- **GIVEN DATA**:
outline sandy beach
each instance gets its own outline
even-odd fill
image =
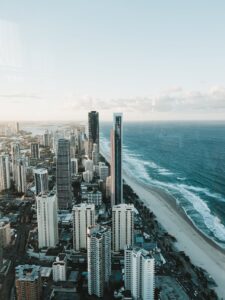
[[[200,233],[165,192],[142,185],[126,174],[124,179],[153,211],[157,221],[176,237],[176,247],[212,276],[219,299],[225,299],[225,251]]]

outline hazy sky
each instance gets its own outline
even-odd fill
[[[225,119],[225,1],[0,1],[0,119]]]

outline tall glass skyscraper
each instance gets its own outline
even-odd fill
[[[88,156],[92,159],[93,144],[99,151],[99,116],[97,111],[88,113]]]
[[[56,185],[58,209],[68,209],[72,206],[71,192],[71,161],[70,142],[66,139],[58,140],[56,163]]]
[[[111,130],[111,203],[123,203],[122,176],[122,113],[115,113]]]

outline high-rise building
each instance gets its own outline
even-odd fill
[[[15,285],[17,300],[41,300],[41,267],[36,265],[17,266]]]
[[[125,248],[125,289],[134,300],[154,300],[155,260],[141,248]]]
[[[46,130],[43,135],[43,144],[45,147],[50,147],[50,134],[48,130]]]
[[[19,193],[27,192],[27,166],[25,158],[17,160],[16,164],[16,189]]]
[[[88,293],[103,297],[111,275],[111,229],[96,225],[88,228]]]
[[[92,158],[93,144],[99,151],[99,115],[97,111],[88,113],[88,156]]]
[[[109,167],[105,163],[99,163],[99,177],[101,180],[106,181],[106,178],[109,176]]]
[[[126,245],[134,242],[134,206],[119,204],[112,208],[112,249],[124,250]]]
[[[99,160],[99,151],[98,151],[98,145],[97,144],[93,144],[93,151],[92,151],[91,158],[92,158],[94,166],[97,166],[98,165],[98,160]]]
[[[39,159],[40,158],[39,144],[31,143],[30,152],[31,152],[32,159]]]
[[[48,192],[48,170],[45,168],[34,169],[36,195]]]
[[[8,155],[0,155],[0,192],[10,188],[10,164]]]
[[[75,176],[78,174],[78,159],[71,158],[71,175]]]
[[[111,130],[111,202],[112,205],[123,203],[122,176],[122,114],[114,114]]]
[[[95,225],[94,204],[81,203],[73,207],[73,248],[87,249],[87,228]]]
[[[0,239],[2,247],[7,247],[11,241],[11,228],[10,223],[0,222]]]
[[[17,161],[20,158],[20,144],[18,142],[11,145],[11,155],[12,155],[12,174],[13,180],[16,182],[17,176]]]
[[[91,171],[83,172],[83,179],[85,182],[90,183],[93,179],[93,172],[91,172]]]
[[[56,261],[52,265],[52,273],[54,281],[66,281],[67,258],[66,254],[60,253],[56,257]]]
[[[66,139],[58,140],[56,186],[58,208],[70,208],[72,206],[71,159],[70,142]]]
[[[102,192],[96,189],[87,192],[87,203],[94,204],[96,206],[102,205]]]
[[[54,193],[40,194],[36,197],[38,245],[55,247],[58,243],[57,199]]]
[[[19,122],[16,123],[16,133],[20,132],[20,124]]]

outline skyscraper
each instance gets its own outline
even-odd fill
[[[40,158],[39,144],[38,143],[31,143],[30,152],[31,152],[31,158],[32,159],[39,159]]]
[[[16,164],[16,189],[19,193],[27,191],[27,167],[25,158],[18,159]]]
[[[52,277],[54,281],[66,281],[67,257],[64,253],[59,253],[56,261],[52,265]]]
[[[9,156],[0,155],[0,192],[10,188]]]
[[[122,114],[115,113],[111,130],[111,203],[123,203],[122,176]]]
[[[111,275],[111,230],[96,225],[88,228],[88,293],[102,297]]]
[[[17,266],[15,277],[17,300],[41,300],[42,282],[40,266]]]
[[[73,248],[87,249],[87,228],[95,224],[94,204],[81,203],[73,207]]]
[[[58,140],[56,185],[58,209],[68,209],[72,205],[72,187],[70,142],[66,139]]]
[[[112,249],[124,250],[126,245],[134,242],[134,206],[119,204],[112,208]]]
[[[34,169],[36,195],[48,192],[48,170],[45,168]]]
[[[36,202],[39,248],[55,247],[58,243],[56,195],[40,194],[36,197]]]
[[[11,145],[11,155],[12,155],[12,173],[13,180],[16,182],[17,176],[17,160],[20,158],[20,144],[18,142]]]
[[[92,158],[93,144],[99,151],[99,116],[97,111],[88,113],[88,157]]]
[[[134,300],[154,300],[155,260],[141,248],[125,248],[125,289]]]

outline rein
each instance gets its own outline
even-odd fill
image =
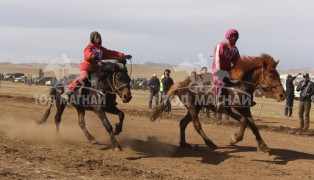
[[[109,93],[111,94],[117,93],[118,95],[121,95],[122,94],[121,90],[128,87],[129,85],[127,83],[124,83],[121,86],[117,87],[117,85],[115,84],[115,74],[116,72],[114,72],[112,75],[112,83],[110,83],[109,78],[107,78],[107,81],[111,87],[111,92],[109,91]]]
[[[276,88],[278,86],[282,86],[282,84],[277,84],[277,85],[270,85],[266,80],[265,80],[265,76],[264,76],[264,67],[262,67],[262,78],[263,78],[263,81],[264,81],[264,84],[257,84],[257,83],[252,83],[252,82],[249,82],[249,81],[242,81],[244,83],[247,83],[247,84],[252,84],[252,85],[255,85],[255,89],[258,89],[258,88],[262,88],[264,89],[265,91],[270,91],[271,89],[273,88]]]

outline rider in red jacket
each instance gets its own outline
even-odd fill
[[[81,62],[80,76],[76,78],[61,95],[68,100],[69,95],[78,87],[84,85],[88,76],[95,72],[100,60],[103,59],[130,59],[131,55],[124,55],[121,52],[112,51],[101,46],[101,36],[97,31],[90,34],[90,43],[84,50],[84,60]]]

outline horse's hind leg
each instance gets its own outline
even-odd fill
[[[84,132],[87,140],[91,143],[91,144],[97,144],[97,141],[95,140],[95,138],[88,132],[88,130],[86,129],[85,126],[85,110],[84,109],[79,109],[77,108],[77,113],[78,113],[78,123],[82,129],[82,131]]]
[[[187,144],[185,141],[185,129],[191,120],[191,114],[190,112],[187,112],[184,118],[180,121],[180,147],[192,148],[191,144]]]

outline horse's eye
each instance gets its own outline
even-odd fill
[[[269,75],[269,78],[270,78],[270,79],[274,79],[274,76],[273,76],[273,75]]]

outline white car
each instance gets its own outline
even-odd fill
[[[46,82],[45,82],[45,85],[46,85],[46,86],[50,86],[50,85],[51,85],[51,81],[46,81]]]

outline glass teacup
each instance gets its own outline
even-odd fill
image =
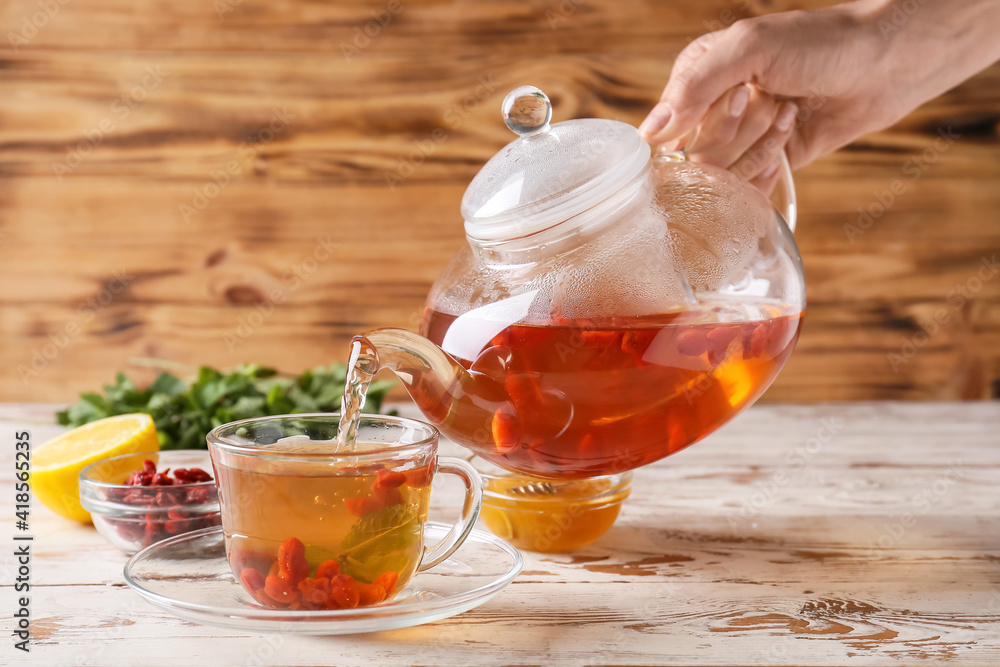
[[[400,417],[364,415],[353,451],[337,452],[336,414],[281,415],[224,424],[208,434],[233,574],[266,607],[344,609],[392,599],[437,565],[479,516],[482,481],[437,456],[438,431]],[[424,547],[431,482],[465,484],[461,517]]]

- **TASK DIRECTIONS**:
Once the pictures are set aside, output all of the data above verbatim.

- **YOUR SOLUTION**:
outline sandy beach
each instance gets its own outline
even-odd fill
image =
[[[200,233],[165,192],[142,185],[126,174],[124,179],[153,211],[157,221],[176,237],[176,247],[212,276],[219,299],[225,299],[225,251]]]

outline hazy sky
each instance gets its own outline
even-odd fill
[[[225,119],[225,1],[0,1],[0,119]]]

outline tall glass skyscraper
each instance gets its own outline
even-odd fill
[[[88,156],[92,159],[93,144],[99,151],[99,116],[97,111],[88,113]]]
[[[56,185],[58,209],[68,209],[72,206],[71,192],[71,161],[70,142],[66,139],[58,140],[56,163]]]
[[[111,130],[111,203],[123,203],[122,176],[122,113],[115,113]]]

outline high-rise building
each instance gets its own outline
even-odd fill
[[[15,285],[17,300],[41,300],[41,267],[36,265],[17,266]]]
[[[125,248],[125,289],[134,300],[154,300],[155,260],[141,248]]]
[[[46,130],[43,135],[43,144],[45,147],[50,147],[50,134],[48,130]]]
[[[19,193],[27,192],[27,166],[25,158],[17,160],[16,164],[16,189]]]
[[[88,293],[103,297],[111,275],[111,229],[96,225],[88,228]]]
[[[92,158],[93,144],[99,151],[99,115],[97,111],[88,113],[88,156]]]
[[[109,167],[105,163],[99,163],[99,177],[101,180],[106,181],[106,178],[109,176]]]
[[[126,245],[134,242],[134,206],[119,204],[112,208],[112,249],[124,250]]]
[[[99,160],[99,151],[98,151],[98,145],[97,144],[93,144],[93,151],[92,151],[91,158],[92,158],[94,166],[97,166],[98,165],[98,160]]]
[[[39,159],[40,158],[39,144],[31,143],[30,152],[31,152],[32,159]]]
[[[48,192],[48,170],[45,168],[34,169],[36,195]]]
[[[8,155],[0,155],[0,192],[10,188],[10,164]]]
[[[75,176],[78,174],[78,159],[71,158],[71,175]]]
[[[111,130],[111,202],[112,205],[123,203],[122,176],[122,114],[114,114]]]
[[[95,225],[94,204],[81,203],[73,207],[73,248],[87,249],[87,228]]]
[[[0,239],[2,247],[7,247],[11,241],[11,228],[10,223],[0,222]]]
[[[17,161],[20,158],[20,144],[18,142],[11,145],[11,155],[12,155],[12,174],[13,180],[16,182],[17,176]]]
[[[91,171],[83,172],[83,179],[85,182],[90,183],[93,179],[93,172],[91,172]]]
[[[56,261],[52,265],[52,273],[54,281],[66,281],[67,258],[66,254],[60,253],[56,257]]]
[[[66,139],[58,140],[56,186],[58,208],[70,208],[72,206],[71,159],[70,142]]]
[[[102,192],[96,189],[87,192],[87,203],[94,204],[96,206],[102,205]]]
[[[54,193],[40,194],[36,197],[38,245],[55,247],[58,243],[57,199]]]
[[[19,122],[16,123],[16,133],[20,132],[20,124]]]

outline skyscraper
each instance gets its own outline
even-odd fill
[[[40,158],[39,144],[38,143],[31,143],[30,152],[31,152],[31,158],[32,159],[39,159]]]
[[[16,164],[16,189],[19,193],[27,191],[27,167],[25,158],[18,159]]]
[[[52,277],[54,281],[66,281],[67,257],[64,253],[59,253],[56,261],[52,265]]]
[[[9,156],[0,155],[0,192],[10,188]]]
[[[122,114],[115,113],[111,130],[111,203],[123,203],[122,176]]]
[[[111,275],[111,230],[96,225],[88,228],[88,293],[102,297]]]
[[[17,266],[15,277],[17,300],[41,300],[42,282],[40,266]]]
[[[73,248],[87,249],[87,228],[95,224],[94,204],[81,203],[73,207]]]
[[[58,140],[56,185],[58,209],[68,209],[72,205],[72,187],[70,142],[66,139]]]
[[[112,249],[124,250],[126,245],[134,242],[134,206],[119,204],[112,208]]]
[[[34,169],[36,195],[48,192],[48,170],[45,168]]]
[[[36,202],[39,248],[55,247],[58,243],[56,195],[40,194],[36,197]]]
[[[11,145],[11,155],[12,155],[12,173],[13,180],[16,182],[17,176],[17,160],[20,158],[20,144],[18,142]]]
[[[92,158],[93,144],[99,151],[99,116],[97,111],[88,113],[88,157]]]
[[[134,300],[154,300],[155,260],[141,248],[125,248],[125,289]]]

outline rein
each instance gets its own outline
even-odd fill
image =
[[[109,93],[111,94],[117,93],[118,95],[121,95],[122,94],[121,90],[128,87],[129,85],[127,83],[124,83],[121,86],[117,87],[117,85],[115,84],[115,74],[116,72],[114,72],[112,75],[112,83],[110,83],[109,78],[107,78],[107,81],[111,87],[111,92],[109,91]]]
[[[276,88],[278,86],[282,86],[282,84],[277,84],[277,85],[270,85],[266,80],[265,80],[265,76],[264,76],[264,67],[262,67],[262,78],[263,78],[263,81],[264,81],[264,84],[257,84],[257,83],[252,83],[252,82],[249,82],[249,81],[242,81],[244,83],[247,83],[247,84],[252,84],[252,85],[255,85],[255,89],[258,89],[258,88],[262,88],[264,89],[265,91],[270,91],[271,89],[273,88]]]

outline rider in red jacket
each instance gets its own outline
even-odd fill
[[[81,62],[80,76],[76,78],[61,95],[68,100],[69,95],[78,87],[84,85],[88,76],[95,72],[100,60],[103,59],[130,59],[131,55],[124,55],[121,52],[112,51],[101,46],[101,36],[97,31],[90,34],[90,43],[84,50],[84,60]]]

outline horse's hind leg
each instance gets its own outline
even-odd fill
[[[84,132],[87,140],[91,143],[91,144],[97,144],[97,141],[95,140],[95,138],[88,132],[88,130],[86,129],[85,126],[85,110],[84,109],[79,109],[77,108],[77,113],[78,113],[78,123],[82,129],[82,131]]]
[[[187,144],[185,141],[185,129],[191,120],[191,114],[190,112],[187,112],[184,118],[180,121],[180,147],[192,148],[191,144]]]

outline horse's eye
each instance gets its own outline
even-odd fill
[[[269,75],[269,78],[270,78],[270,79],[274,79],[274,76],[273,76],[273,75]]]

outline white car
each instance gets its own outline
even-odd fill
[[[46,82],[45,82],[45,85],[46,85],[46,86],[50,86],[50,85],[51,85],[51,81],[46,81]]]

outline glass teacup
each instance gets its own outline
even-odd fill
image =
[[[400,417],[364,415],[353,451],[337,452],[336,414],[281,415],[224,424],[208,434],[233,574],[266,607],[344,609],[392,599],[437,565],[479,516],[482,481],[437,456],[438,431]],[[424,547],[431,482],[465,484],[461,517]]]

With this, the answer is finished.